** Exercise prompt **
Retype the part of the piece below on natural numbers and integers that starts with "The natural numbers are" and goes on through "size of infinite?".

** Source document **
####

The Natural Numbers and Integers
Two of the sets of numbers that we’re introduced to in computability and number theory courses are the natural numbers, $\mathbb{N}$, and the integers, $\mathbb{Z}$.
The natural numbers are all the positive whole numbers, and zero:
$\mathbb{N} = \{0, 1, 2, 3, \ldots\}$.
The integers are all the positive and negative whole numbers, and zero:
$\mathbb{Z} = \{\ldots, -3, -2, -1, 0, 1, 2, 3, \ldots\}$.
Both of these sets are infinite in size. But, are they the same size of infinite?
In this blog post, we’ll explore a technique for showing that two infinite-sized sets are the same size: creating a bijection between them. We’ll use this technique to show that, counter to all intuition, there are exactly as many natural numbers as there are integers.

####

Bounding box annotation data:
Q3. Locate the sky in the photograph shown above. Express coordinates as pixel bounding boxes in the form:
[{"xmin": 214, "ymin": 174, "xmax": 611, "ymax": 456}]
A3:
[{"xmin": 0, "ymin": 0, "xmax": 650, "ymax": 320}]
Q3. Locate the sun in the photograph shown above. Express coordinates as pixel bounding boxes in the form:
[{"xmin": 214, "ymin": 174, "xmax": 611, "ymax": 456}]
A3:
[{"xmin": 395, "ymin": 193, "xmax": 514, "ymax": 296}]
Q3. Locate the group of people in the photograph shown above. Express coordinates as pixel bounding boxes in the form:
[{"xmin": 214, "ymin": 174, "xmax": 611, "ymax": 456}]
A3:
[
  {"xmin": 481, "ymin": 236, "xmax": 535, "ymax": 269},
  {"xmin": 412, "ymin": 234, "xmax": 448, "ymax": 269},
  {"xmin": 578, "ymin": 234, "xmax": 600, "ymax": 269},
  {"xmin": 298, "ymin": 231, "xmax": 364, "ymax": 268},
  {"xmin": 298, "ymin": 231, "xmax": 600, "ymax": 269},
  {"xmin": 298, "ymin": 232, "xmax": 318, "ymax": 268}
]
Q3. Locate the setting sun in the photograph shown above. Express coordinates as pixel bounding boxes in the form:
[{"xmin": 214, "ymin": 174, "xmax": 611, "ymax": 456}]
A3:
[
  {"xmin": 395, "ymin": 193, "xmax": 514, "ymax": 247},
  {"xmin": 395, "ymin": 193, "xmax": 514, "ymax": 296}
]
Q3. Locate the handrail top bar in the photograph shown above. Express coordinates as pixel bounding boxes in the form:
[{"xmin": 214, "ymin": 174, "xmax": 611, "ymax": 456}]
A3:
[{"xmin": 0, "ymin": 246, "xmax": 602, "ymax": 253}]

####

** Response to the exercise **
The natural numbers are all the positive whole numbers, and zero:
$\mathbb{N} = \{0, 1, 2, 3, \ldots\}$.
The integers are all the positive and negative whole numbers, and zero:
$\mathbb{Z} = \{\ldots, -3, -2, -1, 0, 1, 2, 3, \ldots\}$.
Both of these sets are infinite in size. But, are they the same size of infinite?